Text extract:
# Question on putting "tame" and non-tame budgie together



## Asity (Nov 7, 2014)

I couldn't think of a more descriptive title.

My question is this: 
I have a baby budgie who is quite comfortable with my hands and jumps on it on his own accord, isn't afraid of me in the slightest and is interested when I talk to him. I think there are grounds for some decent bonding with this bird. 

I initially bought him to put him together with my female budgie, who can be a bit of an feisty one. She never really took to me, which is understandable as she was sick and unfortunately needed to be handled when she first came to my home. She does not like my hands at all, but will tentatively eat millet from them - though not sit on it. It hasn't improved over the 2 years I've had her. If my other birds are sitting on my hand she will cautiously join but without the other birds she doesn't care.

Question is: will the baby bird be influenced by her scared behaviour if I house them together? I can house him with another tame bird and let them all out together as an alternative. I'd just rather not end up with another budgie who isn't hand-tame/willing to step up.


----------



## JRS (Sep 3, 2016)

I don't think that your young bird will learn (from your hen) to be scared of you, but he may become less tame simply by living with other fellow birds, as he is more likely to bond with a fellow bird and thus be less interested in you.

The bird that remains tame is a bird who is regularly handled and sensitively interacted with, so as long as you manage to spend some quality time together daily, then he shouldn't become fearful of you - you're just much less likely to be his BBF. 
Tameness means different things to different people.
Don't rush into a decision, think carefully about whether you simply want a bird who isn't scared and feels at ease with you, or whether you actually want a bird who also wants to spend time interacting with you. If you want some 'decent bonding', then I'd keep him in his own cage to form and solidify that bond before considering housing him with your hen.

Did you quarantine this new bird?

Written exercise 1:
In the budgie forum thread:
(a) How long has the first poster had the female budgie?
(b) According to the reply, why might the young bird become less tame by living with other birds?
(c) What does the reply ask at the very end?
Written exercise 2:
Can you quote the stretch of the budgie forum thread from "## JRS (Sep" through "be his BBF."?
Written exercise 3:
How would you continue the budgie forum thread from the point where it stops?

Given material:
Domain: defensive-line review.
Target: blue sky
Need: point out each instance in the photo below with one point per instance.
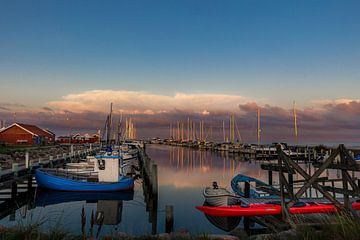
(275, 50)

Answer 1:
(a) Two years.
(b) He is more likely to bond with a fellow bird and so be less interested in the owner.
(c) It asks whether the new bird was quarantined.

Answer 2:
## JRS (Sep 3, 2016)

I don't think that your young bird will learn (from your hen) to be scared of you, but he may become less tame simply by living with other fellow birds, as he is more likely to bond with a fellow bird and thus be less interested in you.

The bird that remains tame is a bird who is regularly handled and sensitively interacted with, so as long as you manage to spend some quality time together daily, then he shouldn't become fearful of you - you're just much less likely to be his BBF.

Answer 3:
http://www.talkbudgies.com/new-budgie-arrivals/295153-quarantine-necessary.html

Are your other tame birds budgies? If not, then it isn't recommended that they be housed together.

If you decide to work towards housing your baby boy with your hen, then follow the steps of how to gradually introduce them and take note of the advice to avoid any breeding.
http://www.talkbudgies.com/new-budgie-arrivals/295177-introducing-two-budgies.html
http://www.talkbudgies.com/budgie-breeding/327881-heartfelt-plea-forum-members-new-old.html
http://www.talkbudgies.com/budgie-breeding/90584-when-we-dont-want-eggs.html

Best of luck


----------



## philw (Aug 22, 2014)

Great advice from Julia. Said it all


----------



## Asity (Nov 7, 2014)

Thank you for the answer.

When I say tame I don't mean that I want them to hang on me all day. I just mean that I want them to not be scared of me and for me to be able to handle them (take them on my finger/hand) without them being terrified.

I know it's possible to have several tame budgies - that is, birds who still seek out their human's company - because I've seen it many places. And I know it requires time and dedication.

My other birds are also budgies. One male still seeks me out himself for a kiss and some human-to-bird chatter even if the other birds are around. That would be the ideal.

New bird is quarantined but that time is almost up so hence why I'm thinking what would be best.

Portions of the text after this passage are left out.